Can you reproduce the part of the Purple Heart article from "Sen. Todd Gardenhire" to "the Parris family.", editing it so that "commended" reads "praised"?

→ **EXCERPT**:
"""

A piece of history was returned to its rightful owners Friday morning when members of the Tennessee Department of Treasury handed over a Purple Heart medal to the original recipient's family.
Representatives from the treasury department's division of unclaimed property presented the medal at First Volunteer Bank on the 700 block of Broad Street to Freddie Parris, the grandson of Claude Parris, who was awarded the medal for his sacrifices during combat in World War II. Claude Parris died in Lafayette, Ga., in 1972 and was buried in Chattooga County.
"About 70 years ago, Mr. Claude Parris was in Europe on the front lines of WWII fighting with our American armed forces," said Tennessee State Treasurer David Lillard Jr.
"He served in one of the most significant and deadly moments of the war — the Battle of the Bulge — where he tragically lost the lower part of his right leg. It was because of his brave actions and sacrifices that Mr. Parris was awarded one of our nation's most significant military honors: the Purple Heart."
Lillard said the medal was stored in a First Volunteer safe deposit box for years before the box was eventually abandoned and the medal turned over to the state's treasury department, which contacted the Parris family just months ago.
Claude Parris' grandson, Freddie Parris, received the medal and gave thanks to the bank and state employees who contacted him.
"My grandfather received two Purple Hearts — one outside of Paris and one at the Battle of the Bulge in Luxembourg — and I appreciate the state laws that protect our veterans," he said "Even though they're gone, they should not be forgotten.
"This is preserving history — the legacy of this veteran can continue to be handed down."
Sen. Todd Gardenhire also attended Friday's event and commended both First Volunteer Bank and the Tennessee Department of Treasury for the work done in returning the medal to the Parris family.
"It speaks well of this institution and employees that found such an icon of an item and to turn it over and to do the right thing, I think that speaks volumes of their honesty and the way they do business," he said. "This is a great day for all of Tennessee because it shows that the system works."
Lillard said there's still more than $31 million in unclaimed property in Hamilton County.
"In Hamilton County alone in fiscal year 2017, we returned $1.9 million of unclaimed property to Hamilton Countians, so we're proud of that," Lillard said. "The division of unclaimed property strives to go above and beyond to better the financial lives of all Tennesseans."
He encouraged residents to visit the Tennessee treasury department's website — treasury.tn.gov/ — to search for unclaimed property.

"""

→ **MATERIAL PROVIDED**:
"""

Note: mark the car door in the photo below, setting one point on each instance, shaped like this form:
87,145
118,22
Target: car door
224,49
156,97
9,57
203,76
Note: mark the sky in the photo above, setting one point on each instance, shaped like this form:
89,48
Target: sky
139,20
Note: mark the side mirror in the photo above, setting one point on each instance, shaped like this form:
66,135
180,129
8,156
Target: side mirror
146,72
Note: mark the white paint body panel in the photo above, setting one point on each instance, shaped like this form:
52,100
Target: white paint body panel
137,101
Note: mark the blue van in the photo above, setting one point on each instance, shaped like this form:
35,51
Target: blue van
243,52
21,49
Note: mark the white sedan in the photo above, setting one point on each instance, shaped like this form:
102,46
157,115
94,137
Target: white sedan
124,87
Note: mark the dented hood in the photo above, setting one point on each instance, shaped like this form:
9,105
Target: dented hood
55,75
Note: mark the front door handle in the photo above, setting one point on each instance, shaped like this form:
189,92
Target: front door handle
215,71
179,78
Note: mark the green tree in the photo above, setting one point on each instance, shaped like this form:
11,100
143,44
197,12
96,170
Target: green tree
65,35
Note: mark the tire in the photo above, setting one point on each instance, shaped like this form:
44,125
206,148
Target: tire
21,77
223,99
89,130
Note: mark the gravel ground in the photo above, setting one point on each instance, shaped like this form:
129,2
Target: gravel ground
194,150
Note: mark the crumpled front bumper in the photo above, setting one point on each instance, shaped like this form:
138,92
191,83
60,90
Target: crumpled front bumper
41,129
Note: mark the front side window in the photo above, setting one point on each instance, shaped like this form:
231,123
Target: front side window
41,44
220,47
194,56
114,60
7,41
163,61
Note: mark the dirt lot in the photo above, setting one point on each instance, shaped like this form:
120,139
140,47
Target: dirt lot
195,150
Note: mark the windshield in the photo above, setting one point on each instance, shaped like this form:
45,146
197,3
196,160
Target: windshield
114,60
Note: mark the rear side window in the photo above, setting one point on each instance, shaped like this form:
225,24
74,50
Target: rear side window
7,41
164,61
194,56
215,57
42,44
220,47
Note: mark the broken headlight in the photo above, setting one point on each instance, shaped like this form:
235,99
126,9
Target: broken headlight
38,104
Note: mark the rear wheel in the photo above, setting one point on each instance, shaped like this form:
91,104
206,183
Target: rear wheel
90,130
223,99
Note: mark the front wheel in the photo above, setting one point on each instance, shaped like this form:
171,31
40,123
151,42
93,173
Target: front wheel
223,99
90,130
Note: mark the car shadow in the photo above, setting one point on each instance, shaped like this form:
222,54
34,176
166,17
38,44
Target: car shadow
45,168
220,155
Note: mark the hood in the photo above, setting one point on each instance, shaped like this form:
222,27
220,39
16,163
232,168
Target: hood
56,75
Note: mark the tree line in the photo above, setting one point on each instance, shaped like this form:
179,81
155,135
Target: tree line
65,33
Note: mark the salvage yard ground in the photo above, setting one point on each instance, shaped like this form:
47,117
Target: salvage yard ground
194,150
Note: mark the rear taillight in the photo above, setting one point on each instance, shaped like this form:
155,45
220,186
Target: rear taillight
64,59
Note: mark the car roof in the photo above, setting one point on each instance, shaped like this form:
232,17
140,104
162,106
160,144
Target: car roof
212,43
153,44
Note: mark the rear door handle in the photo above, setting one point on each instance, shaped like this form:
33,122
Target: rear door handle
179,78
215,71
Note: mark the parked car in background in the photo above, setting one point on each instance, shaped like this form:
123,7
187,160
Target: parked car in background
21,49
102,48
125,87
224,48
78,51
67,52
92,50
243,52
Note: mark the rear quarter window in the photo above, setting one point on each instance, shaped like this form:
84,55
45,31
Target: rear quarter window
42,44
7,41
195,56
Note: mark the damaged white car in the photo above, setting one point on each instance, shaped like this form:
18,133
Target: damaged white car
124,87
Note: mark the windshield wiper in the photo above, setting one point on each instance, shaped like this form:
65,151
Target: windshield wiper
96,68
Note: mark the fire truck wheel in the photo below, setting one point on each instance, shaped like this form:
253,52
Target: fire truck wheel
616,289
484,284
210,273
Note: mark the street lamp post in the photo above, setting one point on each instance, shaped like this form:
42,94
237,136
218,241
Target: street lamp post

"""

→ **RESPONSE BOX**:
Sen. Todd Gardenhire also attended Friday's event and praised both First Volunteer Bank and the Tennessee Department of Treasury for the work done in returning the medal to the Parris family.